• [Task to carry out]: The material is to be repeated exactly, from first line to last.
_ _ _ _ _
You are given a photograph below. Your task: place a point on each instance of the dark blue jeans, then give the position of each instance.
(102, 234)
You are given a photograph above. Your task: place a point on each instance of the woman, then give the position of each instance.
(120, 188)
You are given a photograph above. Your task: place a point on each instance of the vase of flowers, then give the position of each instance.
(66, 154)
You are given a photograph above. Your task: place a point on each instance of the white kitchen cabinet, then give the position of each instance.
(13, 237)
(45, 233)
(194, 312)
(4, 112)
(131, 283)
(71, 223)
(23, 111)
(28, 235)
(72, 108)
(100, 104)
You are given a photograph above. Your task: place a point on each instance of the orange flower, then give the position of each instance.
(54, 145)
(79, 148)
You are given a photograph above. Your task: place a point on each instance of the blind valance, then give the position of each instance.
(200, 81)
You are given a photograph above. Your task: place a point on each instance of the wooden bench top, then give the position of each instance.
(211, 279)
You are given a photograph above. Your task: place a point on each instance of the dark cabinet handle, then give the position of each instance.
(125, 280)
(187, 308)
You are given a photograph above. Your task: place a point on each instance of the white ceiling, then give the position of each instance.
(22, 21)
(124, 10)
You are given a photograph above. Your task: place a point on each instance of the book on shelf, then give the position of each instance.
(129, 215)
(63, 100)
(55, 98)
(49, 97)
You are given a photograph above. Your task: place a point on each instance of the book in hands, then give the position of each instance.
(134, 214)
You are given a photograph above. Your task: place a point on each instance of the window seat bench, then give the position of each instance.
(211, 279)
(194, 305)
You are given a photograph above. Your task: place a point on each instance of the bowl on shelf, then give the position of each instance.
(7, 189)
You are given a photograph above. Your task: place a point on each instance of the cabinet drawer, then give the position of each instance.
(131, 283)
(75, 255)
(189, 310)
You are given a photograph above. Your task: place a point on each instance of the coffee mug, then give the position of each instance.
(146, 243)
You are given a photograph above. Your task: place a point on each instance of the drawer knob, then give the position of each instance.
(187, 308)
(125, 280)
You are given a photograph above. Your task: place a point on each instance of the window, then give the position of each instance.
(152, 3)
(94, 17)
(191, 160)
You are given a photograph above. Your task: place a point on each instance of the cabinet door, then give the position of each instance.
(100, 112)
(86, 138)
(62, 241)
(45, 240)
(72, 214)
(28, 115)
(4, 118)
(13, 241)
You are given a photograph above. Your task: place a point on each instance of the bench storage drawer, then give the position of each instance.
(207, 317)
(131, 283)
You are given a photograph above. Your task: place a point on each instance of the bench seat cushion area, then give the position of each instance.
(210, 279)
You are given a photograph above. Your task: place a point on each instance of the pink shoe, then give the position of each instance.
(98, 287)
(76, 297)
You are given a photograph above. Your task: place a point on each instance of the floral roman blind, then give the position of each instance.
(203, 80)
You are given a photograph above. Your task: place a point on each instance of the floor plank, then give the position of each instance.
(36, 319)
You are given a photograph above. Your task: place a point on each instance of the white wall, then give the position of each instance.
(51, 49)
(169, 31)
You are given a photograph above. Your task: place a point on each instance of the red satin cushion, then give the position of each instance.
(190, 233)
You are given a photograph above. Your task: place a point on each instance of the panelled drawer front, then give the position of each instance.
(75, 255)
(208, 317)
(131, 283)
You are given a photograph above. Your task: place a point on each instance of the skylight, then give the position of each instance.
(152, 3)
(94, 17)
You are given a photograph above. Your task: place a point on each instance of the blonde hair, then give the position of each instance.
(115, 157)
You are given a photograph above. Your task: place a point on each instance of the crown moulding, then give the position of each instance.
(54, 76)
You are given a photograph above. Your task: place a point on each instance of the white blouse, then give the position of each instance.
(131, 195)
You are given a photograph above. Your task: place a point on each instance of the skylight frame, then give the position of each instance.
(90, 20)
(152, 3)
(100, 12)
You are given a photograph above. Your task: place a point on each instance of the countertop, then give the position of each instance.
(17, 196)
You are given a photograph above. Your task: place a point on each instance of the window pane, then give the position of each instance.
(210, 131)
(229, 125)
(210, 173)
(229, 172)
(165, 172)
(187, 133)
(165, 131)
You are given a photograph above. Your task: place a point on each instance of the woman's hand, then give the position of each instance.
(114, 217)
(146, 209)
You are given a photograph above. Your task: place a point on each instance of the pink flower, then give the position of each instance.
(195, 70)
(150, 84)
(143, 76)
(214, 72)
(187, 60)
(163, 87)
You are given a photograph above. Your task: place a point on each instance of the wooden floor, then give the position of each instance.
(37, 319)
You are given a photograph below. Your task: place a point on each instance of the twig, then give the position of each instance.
_ _ _ _ _
• [Your response]:
You are given a photograph below. Your task: place a point on each instance of the dark blue jeans, then give the position of each instance.
(102, 234)
You are given a photograph above. Your task: place a point on each instance of the woman, then give the position of each instance.
(120, 188)
You are given a photograph above. Your task: place a point on each instance of the vase of flowers, then give the position of each instance.
(66, 154)
You are given a photograph above. Your task: place a point on each instance of the white kitchen cabinet, then give the position of each instance.
(13, 237)
(45, 233)
(194, 312)
(4, 112)
(131, 283)
(71, 223)
(23, 111)
(28, 235)
(72, 108)
(100, 104)
You are given a photograph above. Your task: place a point on each instance of the orange flower, then give the position of each instance.
(54, 145)
(79, 148)
You are given a photograph above. Your task: place a point on each instance of the blind valance, then give the position of each instance.
(200, 81)
You are given a photograph above. Your task: place a point on each instance of the wooden bench top, then give the position of each instance.
(211, 279)
You are given a photograph above. Your task: place a point on each instance of the dark cabinet handle, then give the position of each instance.
(125, 280)
(187, 308)
You are given a photograph above. Your task: place a point on each instance of the white ceiling, then give the position of each instance.
(22, 21)
(124, 10)
You are given a photograph above. Your task: place a point on each instance of the book on shelf, then give the position of each instance.
(129, 215)
(63, 100)
(55, 98)
(49, 97)
You are given a photograph above. Your task: place a point on each instance of the book in hands, then give the position of each instance.
(134, 214)
You are given a photograph above. Your task: place a point on each instance of the window seat bench, then give the position of each instance.
(211, 279)
(194, 305)
You are given a photograph above. Your task: place a point on each instance of the bowl on shelf, then give the position of each instance.
(7, 189)
You are given a photograph above. Your task: place a point on each instance of the cabinet drawer, then give the position of each instance.
(131, 283)
(75, 255)
(189, 310)
You are given a photograph above. Your task: place a point on each instance of the coffee mug, then give the position of each instance.
(146, 243)
You are given a photograph above. Your task: place a point on each instance of the drawer knob, then give the position of each instance.
(187, 308)
(125, 280)
You are given a photograph above. Your task: place a point on each instance of the window, then give the position of each instance.
(152, 3)
(94, 17)
(191, 160)
You are given a photograph above. Your task: place a point on each instance of the cabinet door, then give the position of each instance.
(100, 112)
(86, 138)
(62, 241)
(45, 240)
(72, 214)
(28, 115)
(4, 118)
(13, 241)
You are given a photograph above. Your task: place a point on each instance of the bench storage drawer, then give the position of each instance.
(207, 317)
(131, 283)
You are given a photograph above. Your task: place a point on each instance of the bench seat cushion area, then give the position of each instance.
(210, 279)
You are given a photograph above. Your task: place a point on each instance of the pink shoe, then give the position of each instance.
(98, 287)
(76, 297)
You are given a photograph above. Your task: place a point on each instance of the floral roman blind, then give the position of each instance.
(203, 80)
You are given a photograph above. Your task: place a point on each instance of the floor plank, then give the position of each instance.
(36, 319)
You are given a photograph above. Your task: place a point on each instance of the white wall, then give the position of each instance.
(51, 49)
(169, 31)
You are given a photograph above. Your task: place a point on each instance of the red satin cushion, then give the position of each instance.
(190, 233)
You are given a photograph above. Your task: place a point on each instance of the panelled drawer front, then give the position of each instance.
(75, 255)
(208, 317)
(131, 283)
You are given a photograph above. Your task: place a point on each instance of the skylight, then give the position of each instance.
(152, 3)
(94, 17)
You are given a photograph above. Your task: place a point on each instance of the blonde hair, then give the position of each instance.
(115, 157)
You are given a photograph above. Your task: place a point on each instance of the crown moulding, then give the position of each instance.
(54, 76)
You are given a photograph above. Your task: place a point on each instance of the white blouse, then give the position of each instance.
(131, 195)
You are given a photograph above. Your task: place a point on each instance of the skylight frame, then give the position of each instance.
(90, 20)
(152, 3)
(100, 12)
You are given a photograph above. Your task: place a point on each instance of the countertop, then give the position of each instance.
(17, 196)
You are given a photograph above. Your task: place a point on each instance of the window pane, then give the position of each instance.
(210, 131)
(229, 125)
(210, 173)
(229, 172)
(165, 172)
(187, 133)
(165, 131)
You are given a photograph above. Your task: place a point on each instance of the woman's hand, then give the position of each instance.
(114, 217)
(146, 209)
You are given a photograph above. Your task: place a point on each instance of the pink flower, then give the position of each instance.
(195, 70)
(150, 84)
(143, 76)
(214, 72)
(187, 60)
(163, 87)
You are given a photograph above. Your task: place a point on each instance of the wooden floor, then give the position of each instance.
(37, 319)
You are given a photograph below. Your task: place a point on each instance of the twig, then give the position of each instance.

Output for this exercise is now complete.